* [À FAIRE]
A – Transcrivez sans rien changer la partie du passage fourni qui commence par les mots « Une erreur du » et se termine par « main de marque. ».
B – D'après le passage fourni, de quoi Randal Reid était-il accusé ?

* [PASSAGE FOURNI]

_ _ _ _ _

Un Américain de 29 ans a passé près de six jours en prison à cause d’une erreur d’un logiciel de reconnaissance faciale… et l’enchaînement de mauvaises décisions qui en a découlé.

L’IA responsable d’une erreur judiciaire ? Si l’histoire n’est pas allée jusqu’au procès, elle a tout de même été synonyme pour Randal Reid, un Américain vivant en Géorgie, d’une semaine de prison. Cet après-midi-là, raconte le jeune homme de 29 ans à nos confrères du New York Times, celui qui est analyste des transports roule au volant de sa Jeep blanche, direction l’appartement de sa mère, le lendemain de Thanksgiving. Jusqu’ici, rien d’anormal : il estime rouler sans excès, « sans rien faire de fou », se remémore-t-il. C’est à ce moment-là qu’il est arrêté pour ce qu’il pense être un simple contrôle routier. 

Incapable de fournir son permis de conduire oublié à son domicile, le presque trentenaire se retrouve quelques minutes plus tard menotté et embarqué dans une voiture de police. Car lorsque l’agent fait une recherche rapide sur l’immatriculation du véhicule, il tombe sur deux mandats d’arrêt et pense avoir affaire à un fugitif.  

Une erreur du logiciel de reconnaissance faciale

« Pourquoi m’emmène-t-on ? Que me reproche-t-on ? », demande Randal Reid. Face à ces questions, la police lui explique simplement qu’il y a deux mandats d’arrêt contre lui pour des faits commis en Louisiane. Problème : il n’est jamais allé dans cet État situé à plus de 700 km d’Atlanta. Ses parents engagent des avocats, dépensent des milliers de dollars et remuent ciel et terre pour tenter de sortir leur fils de cette situation rocambolesque. Ce dernier ne saura les causes de son mandat d’arrêt que des jours après avoir été arrêté. On l’accuse d’avoir utilisé des cartes de crédit volées pour acheter des sacs à main de marque.

_ _ _ _ _

* [LIGNES DE DONNÉES]
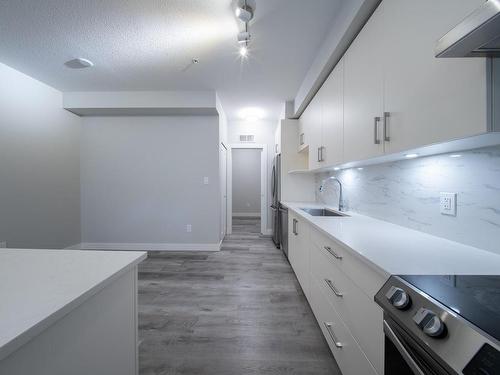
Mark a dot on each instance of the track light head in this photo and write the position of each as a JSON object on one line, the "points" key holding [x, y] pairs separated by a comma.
{"points": [[244, 13]]}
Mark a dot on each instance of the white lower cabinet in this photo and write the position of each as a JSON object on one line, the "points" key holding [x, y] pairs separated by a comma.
{"points": [[347, 353], [298, 249], [340, 289], [358, 311]]}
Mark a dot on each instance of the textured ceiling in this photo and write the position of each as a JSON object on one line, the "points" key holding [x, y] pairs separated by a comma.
{"points": [[149, 45]]}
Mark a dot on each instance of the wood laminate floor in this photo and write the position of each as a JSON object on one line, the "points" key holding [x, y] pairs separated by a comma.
{"points": [[238, 311]]}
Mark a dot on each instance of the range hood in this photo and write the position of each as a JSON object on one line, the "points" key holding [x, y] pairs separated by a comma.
{"points": [[478, 35]]}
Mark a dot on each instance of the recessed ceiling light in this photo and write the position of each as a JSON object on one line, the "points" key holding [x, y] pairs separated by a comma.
{"points": [[411, 156], [79, 63], [244, 13]]}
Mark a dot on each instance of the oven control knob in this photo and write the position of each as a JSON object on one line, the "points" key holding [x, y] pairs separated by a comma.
{"points": [[429, 322], [398, 298]]}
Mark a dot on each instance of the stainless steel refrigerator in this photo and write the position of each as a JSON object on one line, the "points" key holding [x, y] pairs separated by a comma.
{"points": [[279, 213]]}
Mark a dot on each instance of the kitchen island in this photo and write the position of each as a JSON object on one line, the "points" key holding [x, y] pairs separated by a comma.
{"points": [[68, 312]]}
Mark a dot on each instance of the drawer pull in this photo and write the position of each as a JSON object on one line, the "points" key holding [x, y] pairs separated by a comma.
{"points": [[330, 250], [328, 327], [332, 287]]}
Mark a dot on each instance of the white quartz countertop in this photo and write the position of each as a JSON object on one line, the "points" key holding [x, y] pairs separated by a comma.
{"points": [[38, 287], [396, 250]]}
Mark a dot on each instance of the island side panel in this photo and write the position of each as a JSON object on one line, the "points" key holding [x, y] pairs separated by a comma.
{"points": [[98, 337]]}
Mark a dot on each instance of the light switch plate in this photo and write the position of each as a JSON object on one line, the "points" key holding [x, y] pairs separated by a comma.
{"points": [[448, 203]]}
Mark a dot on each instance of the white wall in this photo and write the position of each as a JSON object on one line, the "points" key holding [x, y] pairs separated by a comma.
{"points": [[264, 134], [246, 181], [39, 165], [142, 180]]}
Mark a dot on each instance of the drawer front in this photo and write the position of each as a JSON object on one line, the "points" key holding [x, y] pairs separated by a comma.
{"points": [[358, 312], [346, 351], [360, 273]]}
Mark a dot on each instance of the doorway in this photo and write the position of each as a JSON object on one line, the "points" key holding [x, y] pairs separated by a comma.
{"points": [[247, 182]]}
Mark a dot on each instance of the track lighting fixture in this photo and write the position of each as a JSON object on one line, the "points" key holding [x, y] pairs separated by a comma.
{"points": [[244, 13]]}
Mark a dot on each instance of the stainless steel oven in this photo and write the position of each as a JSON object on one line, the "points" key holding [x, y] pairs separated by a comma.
{"points": [[425, 336]]}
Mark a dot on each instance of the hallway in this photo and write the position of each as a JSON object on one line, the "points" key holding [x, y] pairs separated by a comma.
{"points": [[234, 312]]}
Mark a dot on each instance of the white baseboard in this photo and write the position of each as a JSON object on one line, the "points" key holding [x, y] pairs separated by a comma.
{"points": [[246, 214], [147, 246]]}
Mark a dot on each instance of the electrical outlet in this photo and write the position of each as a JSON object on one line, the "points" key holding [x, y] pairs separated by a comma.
{"points": [[448, 203]]}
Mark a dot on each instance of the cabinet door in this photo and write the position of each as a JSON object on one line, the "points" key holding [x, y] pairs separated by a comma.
{"points": [[333, 117], [429, 100], [363, 91], [292, 240], [304, 124], [314, 131]]}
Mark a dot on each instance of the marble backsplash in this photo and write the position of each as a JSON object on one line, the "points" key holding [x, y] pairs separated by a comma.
{"points": [[406, 193]]}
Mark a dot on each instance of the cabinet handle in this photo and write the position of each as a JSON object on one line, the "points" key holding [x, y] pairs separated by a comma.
{"points": [[332, 287], [330, 250], [387, 138], [328, 327], [375, 130]]}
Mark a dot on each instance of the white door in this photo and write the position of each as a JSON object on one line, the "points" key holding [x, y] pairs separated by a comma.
{"points": [[363, 90], [333, 117], [429, 100], [223, 184]]}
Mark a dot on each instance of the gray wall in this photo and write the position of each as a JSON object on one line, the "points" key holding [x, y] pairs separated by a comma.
{"points": [[39, 165], [246, 181], [407, 193], [142, 179]]}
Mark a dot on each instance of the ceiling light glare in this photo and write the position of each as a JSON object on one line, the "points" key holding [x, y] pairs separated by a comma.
{"points": [[411, 156], [243, 51], [79, 63], [252, 114], [243, 37], [244, 13]]}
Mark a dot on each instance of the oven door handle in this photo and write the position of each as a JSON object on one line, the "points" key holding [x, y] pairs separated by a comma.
{"points": [[402, 350]]}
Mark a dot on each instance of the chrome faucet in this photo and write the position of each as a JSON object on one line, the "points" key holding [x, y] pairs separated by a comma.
{"points": [[341, 200]]}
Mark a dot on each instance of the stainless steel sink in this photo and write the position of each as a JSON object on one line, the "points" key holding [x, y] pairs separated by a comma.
{"points": [[322, 212]]}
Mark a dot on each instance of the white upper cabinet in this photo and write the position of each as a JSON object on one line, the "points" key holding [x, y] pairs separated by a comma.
{"points": [[428, 100], [363, 91], [390, 94], [333, 117]]}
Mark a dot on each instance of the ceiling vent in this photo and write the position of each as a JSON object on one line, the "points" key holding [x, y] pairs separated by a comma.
{"points": [[247, 138]]}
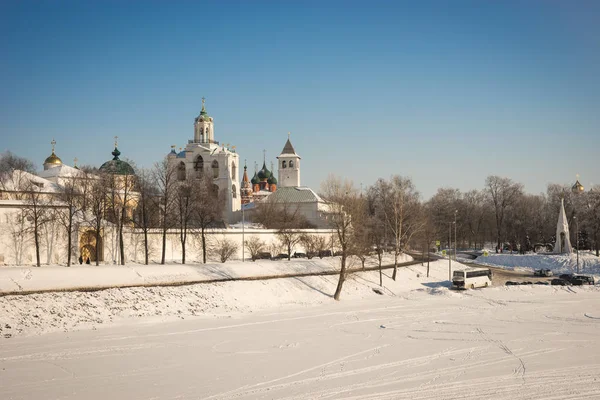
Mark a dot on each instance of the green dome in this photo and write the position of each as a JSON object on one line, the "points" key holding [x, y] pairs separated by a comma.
{"points": [[116, 166], [264, 173]]}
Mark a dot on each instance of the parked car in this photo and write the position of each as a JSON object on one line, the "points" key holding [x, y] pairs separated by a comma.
{"points": [[566, 277], [324, 253], [263, 255], [280, 256], [583, 280]]}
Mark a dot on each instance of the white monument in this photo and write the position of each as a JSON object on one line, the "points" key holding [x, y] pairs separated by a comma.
{"points": [[563, 243]]}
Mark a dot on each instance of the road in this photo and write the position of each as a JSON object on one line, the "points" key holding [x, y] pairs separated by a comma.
{"points": [[501, 343]]}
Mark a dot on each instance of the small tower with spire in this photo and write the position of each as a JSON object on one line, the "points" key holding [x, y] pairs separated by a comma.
{"points": [[203, 127], [52, 161], [272, 181], [255, 181], [246, 190], [264, 174], [289, 166], [577, 187], [563, 242]]}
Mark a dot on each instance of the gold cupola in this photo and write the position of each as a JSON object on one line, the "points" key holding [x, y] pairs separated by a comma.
{"points": [[53, 160]]}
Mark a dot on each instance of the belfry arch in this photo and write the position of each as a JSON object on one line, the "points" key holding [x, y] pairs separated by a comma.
{"points": [[87, 246]]}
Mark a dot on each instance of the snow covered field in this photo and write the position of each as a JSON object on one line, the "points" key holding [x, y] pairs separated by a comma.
{"points": [[558, 263], [288, 339]]}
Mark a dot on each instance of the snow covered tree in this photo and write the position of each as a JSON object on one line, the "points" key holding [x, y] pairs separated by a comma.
{"points": [[343, 201]]}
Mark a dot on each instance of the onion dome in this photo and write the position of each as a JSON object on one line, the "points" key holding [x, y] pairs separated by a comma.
{"points": [[245, 181], [203, 114], [53, 160], [577, 187], [272, 180], [264, 173], [117, 166]]}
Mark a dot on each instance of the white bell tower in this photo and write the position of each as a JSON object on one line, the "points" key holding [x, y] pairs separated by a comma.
{"points": [[289, 166], [203, 127]]}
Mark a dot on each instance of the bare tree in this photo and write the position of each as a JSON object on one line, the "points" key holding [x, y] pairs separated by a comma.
{"points": [[254, 246], [361, 220], [592, 204], [399, 204], [96, 204], [313, 244], [287, 221], [147, 212], [208, 210], [10, 162], [225, 248], [342, 200], [36, 210], [503, 194], [165, 175], [184, 199], [474, 212], [71, 193], [17, 227]]}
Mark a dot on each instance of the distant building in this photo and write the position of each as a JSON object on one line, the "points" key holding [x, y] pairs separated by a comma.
{"points": [[203, 155]]}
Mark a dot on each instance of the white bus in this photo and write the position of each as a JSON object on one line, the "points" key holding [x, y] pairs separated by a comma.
{"points": [[471, 278]]}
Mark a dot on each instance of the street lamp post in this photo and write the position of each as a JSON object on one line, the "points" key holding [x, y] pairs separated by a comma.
{"points": [[455, 238], [449, 255], [577, 240]]}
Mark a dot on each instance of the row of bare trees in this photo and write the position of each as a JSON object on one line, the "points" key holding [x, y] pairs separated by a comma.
{"points": [[152, 199], [391, 216], [504, 214]]}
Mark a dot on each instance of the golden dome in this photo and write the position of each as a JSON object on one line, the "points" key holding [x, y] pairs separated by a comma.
{"points": [[53, 159]]}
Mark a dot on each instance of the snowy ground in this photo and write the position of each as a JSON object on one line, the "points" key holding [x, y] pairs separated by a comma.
{"points": [[288, 339], [558, 263]]}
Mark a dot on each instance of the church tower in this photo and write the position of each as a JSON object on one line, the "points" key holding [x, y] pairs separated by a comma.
{"points": [[289, 166], [246, 191], [203, 127]]}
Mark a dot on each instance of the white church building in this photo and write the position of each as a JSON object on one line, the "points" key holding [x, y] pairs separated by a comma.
{"points": [[204, 155]]}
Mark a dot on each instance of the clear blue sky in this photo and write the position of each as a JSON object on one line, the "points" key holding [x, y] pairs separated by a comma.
{"points": [[445, 92]]}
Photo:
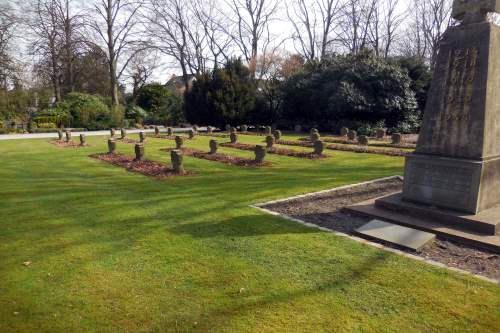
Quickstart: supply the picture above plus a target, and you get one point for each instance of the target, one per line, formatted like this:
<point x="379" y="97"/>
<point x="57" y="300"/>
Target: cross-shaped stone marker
<point x="474" y="11"/>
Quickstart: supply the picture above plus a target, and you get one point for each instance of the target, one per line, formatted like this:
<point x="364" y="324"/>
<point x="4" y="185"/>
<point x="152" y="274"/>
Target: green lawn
<point x="113" y="251"/>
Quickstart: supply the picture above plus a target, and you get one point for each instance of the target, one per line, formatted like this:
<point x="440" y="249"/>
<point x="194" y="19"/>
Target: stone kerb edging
<point x="260" y="207"/>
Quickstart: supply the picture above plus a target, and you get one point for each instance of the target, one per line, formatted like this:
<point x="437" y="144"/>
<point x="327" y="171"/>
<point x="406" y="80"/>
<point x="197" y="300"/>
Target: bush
<point x="46" y="125"/>
<point x="350" y="90"/>
<point x="157" y="104"/>
<point x="83" y="110"/>
<point x="224" y="96"/>
<point x="44" y="130"/>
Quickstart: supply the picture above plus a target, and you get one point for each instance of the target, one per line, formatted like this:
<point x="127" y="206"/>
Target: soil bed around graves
<point x="164" y="137"/>
<point x="214" y="135"/>
<point x="277" y="151"/>
<point x="326" y="210"/>
<point x="222" y="158"/>
<point x="350" y="148"/>
<point x="127" y="141"/>
<point x="146" y="167"/>
<point x="66" y="144"/>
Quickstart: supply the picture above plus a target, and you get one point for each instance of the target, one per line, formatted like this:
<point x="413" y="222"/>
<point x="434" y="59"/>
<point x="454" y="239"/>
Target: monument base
<point x="469" y="186"/>
<point x="480" y="230"/>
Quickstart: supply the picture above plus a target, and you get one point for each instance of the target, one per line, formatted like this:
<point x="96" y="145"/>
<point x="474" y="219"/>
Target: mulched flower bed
<point x="276" y="151"/>
<point x="253" y="133"/>
<point x="373" y="142"/>
<point x="147" y="168"/>
<point x="165" y="137"/>
<point x="326" y="210"/>
<point x="215" y="135"/>
<point x="222" y="158"/>
<point x="127" y="141"/>
<point x="66" y="144"/>
<point x="343" y="147"/>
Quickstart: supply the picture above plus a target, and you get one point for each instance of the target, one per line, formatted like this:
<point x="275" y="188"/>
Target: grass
<point x="113" y="251"/>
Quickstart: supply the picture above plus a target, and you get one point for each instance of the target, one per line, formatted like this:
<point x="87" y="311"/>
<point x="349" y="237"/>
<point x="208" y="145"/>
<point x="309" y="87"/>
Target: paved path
<point x="89" y="133"/>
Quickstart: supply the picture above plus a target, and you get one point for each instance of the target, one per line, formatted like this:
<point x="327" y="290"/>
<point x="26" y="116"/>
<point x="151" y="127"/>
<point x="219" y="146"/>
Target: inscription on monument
<point x="441" y="177"/>
<point x="461" y="73"/>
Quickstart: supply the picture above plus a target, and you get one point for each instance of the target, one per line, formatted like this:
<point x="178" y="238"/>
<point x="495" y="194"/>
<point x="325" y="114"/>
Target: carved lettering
<point x="460" y="84"/>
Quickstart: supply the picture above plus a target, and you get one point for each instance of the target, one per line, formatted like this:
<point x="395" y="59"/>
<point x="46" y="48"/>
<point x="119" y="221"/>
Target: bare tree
<point x="176" y="32"/>
<point x="313" y="23"/>
<point x="384" y="25"/>
<point x="71" y="24"/>
<point x="429" y="21"/>
<point x="356" y="26"/>
<point x="249" y="27"/>
<point x="8" y="23"/>
<point x="44" y="24"/>
<point x="217" y="40"/>
<point x="142" y="67"/>
<point x="117" y="26"/>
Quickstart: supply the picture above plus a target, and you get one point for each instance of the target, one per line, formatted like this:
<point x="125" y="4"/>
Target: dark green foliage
<point x="214" y="145"/>
<point x="363" y="140"/>
<point x="81" y="110"/>
<point x="319" y="146"/>
<point x="177" y="162"/>
<point x="136" y="113"/>
<point x="420" y="75"/>
<point x="270" y="141"/>
<point x="179" y="142"/>
<point x="227" y="95"/>
<point x="314" y="137"/>
<point x="260" y="154"/>
<point x="139" y="152"/>
<point x="111" y="146"/>
<point x="381" y="133"/>
<point x="160" y="104"/>
<point x="357" y="88"/>
<point x="233" y="137"/>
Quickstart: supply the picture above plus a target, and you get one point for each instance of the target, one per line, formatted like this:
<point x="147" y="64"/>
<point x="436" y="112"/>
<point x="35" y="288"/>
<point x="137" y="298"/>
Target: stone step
<point x="444" y="231"/>
<point x="405" y="237"/>
<point x="487" y="222"/>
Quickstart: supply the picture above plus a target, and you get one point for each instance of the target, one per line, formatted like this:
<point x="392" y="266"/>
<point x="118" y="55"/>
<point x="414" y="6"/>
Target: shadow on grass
<point x="241" y="226"/>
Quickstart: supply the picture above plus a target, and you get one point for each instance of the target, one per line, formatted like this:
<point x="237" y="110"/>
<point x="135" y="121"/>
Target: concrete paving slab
<point x="395" y="234"/>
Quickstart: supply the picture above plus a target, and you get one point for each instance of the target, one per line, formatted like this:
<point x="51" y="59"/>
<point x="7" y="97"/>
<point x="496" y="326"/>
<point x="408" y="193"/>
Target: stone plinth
<point x="457" y="161"/>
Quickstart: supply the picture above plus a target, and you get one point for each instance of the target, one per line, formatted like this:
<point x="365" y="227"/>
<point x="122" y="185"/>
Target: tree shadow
<point x="242" y="226"/>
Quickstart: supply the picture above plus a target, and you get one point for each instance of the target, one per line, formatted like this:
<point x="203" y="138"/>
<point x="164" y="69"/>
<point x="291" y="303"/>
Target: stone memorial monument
<point x="457" y="161"/>
<point x="452" y="181"/>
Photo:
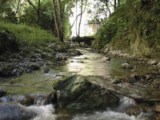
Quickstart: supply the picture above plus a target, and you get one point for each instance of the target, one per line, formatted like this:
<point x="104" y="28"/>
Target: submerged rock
<point x="126" y="66"/>
<point x="15" y="112"/>
<point x="152" y="62"/>
<point x="2" y="92"/>
<point x="78" y="93"/>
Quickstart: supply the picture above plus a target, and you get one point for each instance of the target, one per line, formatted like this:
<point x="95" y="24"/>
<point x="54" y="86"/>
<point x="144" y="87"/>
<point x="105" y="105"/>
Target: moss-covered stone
<point x="77" y="92"/>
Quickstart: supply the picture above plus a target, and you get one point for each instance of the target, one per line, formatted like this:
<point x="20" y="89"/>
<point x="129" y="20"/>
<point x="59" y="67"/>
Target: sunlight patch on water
<point x="43" y="112"/>
<point x="108" y="115"/>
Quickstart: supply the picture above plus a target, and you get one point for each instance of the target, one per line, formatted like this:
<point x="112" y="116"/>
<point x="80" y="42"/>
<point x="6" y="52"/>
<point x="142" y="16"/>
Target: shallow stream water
<point x="89" y="63"/>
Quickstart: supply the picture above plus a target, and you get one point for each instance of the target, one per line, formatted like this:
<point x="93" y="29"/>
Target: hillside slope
<point x="133" y="28"/>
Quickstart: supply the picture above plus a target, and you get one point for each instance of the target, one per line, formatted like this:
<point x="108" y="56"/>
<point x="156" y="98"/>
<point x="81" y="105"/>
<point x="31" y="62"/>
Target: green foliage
<point x="29" y="35"/>
<point x="132" y="28"/>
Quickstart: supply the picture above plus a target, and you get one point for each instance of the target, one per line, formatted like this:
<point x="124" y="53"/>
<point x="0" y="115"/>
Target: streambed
<point x="88" y="64"/>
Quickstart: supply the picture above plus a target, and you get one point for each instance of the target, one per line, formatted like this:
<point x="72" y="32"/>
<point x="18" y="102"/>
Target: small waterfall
<point x="108" y="115"/>
<point x="36" y="99"/>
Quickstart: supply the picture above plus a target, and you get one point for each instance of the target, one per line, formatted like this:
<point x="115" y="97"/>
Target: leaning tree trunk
<point x="115" y="4"/>
<point x="58" y="18"/>
<point x="79" y="27"/>
<point x="55" y="18"/>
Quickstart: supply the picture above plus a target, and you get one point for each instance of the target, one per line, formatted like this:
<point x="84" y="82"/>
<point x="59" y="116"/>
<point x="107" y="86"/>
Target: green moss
<point x="132" y="28"/>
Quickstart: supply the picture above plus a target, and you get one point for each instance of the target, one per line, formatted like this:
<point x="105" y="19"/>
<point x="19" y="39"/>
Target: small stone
<point x="2" y="92"/>
<point x="126" y="66"/>
<point x="157" y="108"/>
<point x="152" y="62"/>
<point x="106" y="59"/>
<point x="158" y="65"/>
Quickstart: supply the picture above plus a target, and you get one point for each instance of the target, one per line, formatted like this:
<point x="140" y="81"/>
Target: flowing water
<point x="39" y="84"/>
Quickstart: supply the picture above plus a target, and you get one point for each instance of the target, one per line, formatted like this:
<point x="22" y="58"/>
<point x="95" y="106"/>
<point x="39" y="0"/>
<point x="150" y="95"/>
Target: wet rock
<point x="152" y="62"/>
<point x="74" y="52"/>
<point x="78" y="93"/>
<point x="15" y="112"/>
<point x="27" y="100"/>
<point x="8" y="70"/>
<point x="117" y="81"/>
<point x="126" y="66"/>
<point x="106" y="59"/>
<point x="2" y="92"/>
<point x="34" y="66"/>
<point x="52" y="98"/>
<point x="60" y="56"/>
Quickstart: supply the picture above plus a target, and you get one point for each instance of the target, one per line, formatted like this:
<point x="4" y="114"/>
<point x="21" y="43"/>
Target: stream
<point x="39" y="84"/>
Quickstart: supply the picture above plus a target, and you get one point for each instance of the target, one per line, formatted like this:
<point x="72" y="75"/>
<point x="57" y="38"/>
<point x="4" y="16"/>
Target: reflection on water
<point x="43" y="112"/>
<point x="93" y="64"/>
<point x="108" y="115"/>
<point x="88" y="64"/>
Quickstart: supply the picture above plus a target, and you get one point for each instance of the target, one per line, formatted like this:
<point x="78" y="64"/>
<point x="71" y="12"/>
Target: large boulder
<point x="10" y="69"/>
<point x="78" y="93"/>
<point x="15" y="112"/>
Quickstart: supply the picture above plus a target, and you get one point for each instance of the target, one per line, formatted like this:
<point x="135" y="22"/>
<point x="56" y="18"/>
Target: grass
<point x="30" y="35"/>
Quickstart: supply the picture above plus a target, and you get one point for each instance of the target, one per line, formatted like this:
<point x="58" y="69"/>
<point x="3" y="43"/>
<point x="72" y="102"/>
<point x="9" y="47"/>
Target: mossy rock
<point x="78" y="93"/>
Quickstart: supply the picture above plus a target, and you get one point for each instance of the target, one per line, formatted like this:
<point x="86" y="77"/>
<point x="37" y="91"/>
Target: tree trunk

_ _ _ _ _

* [RÉPONSES PAR TÂCHE]
A –
Une erreur du logiciel de reconnaissance faciale

« Pourquoi m’emmène-t-on ? Que me reproche-t-on ? », demande Randal Reid. Face à ces questions, la police lui explique simplement qu’il y a deux mandats d’arrêt contre lui pour des faits commis en Louisiane. Problème : il n’est jamais allé dans cet État situé à plus de 700 km d’Atlanta. Ses parents engagent des avocats, dépensent des milliers de dollars et remuent ciel et terre pour tenter de sortir leur fils de cette situation rocambolesque. Ce dernier ne saura les causes de son mandat d’arrêt que des jours après avoir été arrêté. On l’accuse d’avoir utilisé des cartes de crédit volées pour acheter des sacs à main de marque.

B – D'avoir utilisé des cartes de crédit volées pour acheter des sacs à main de marque.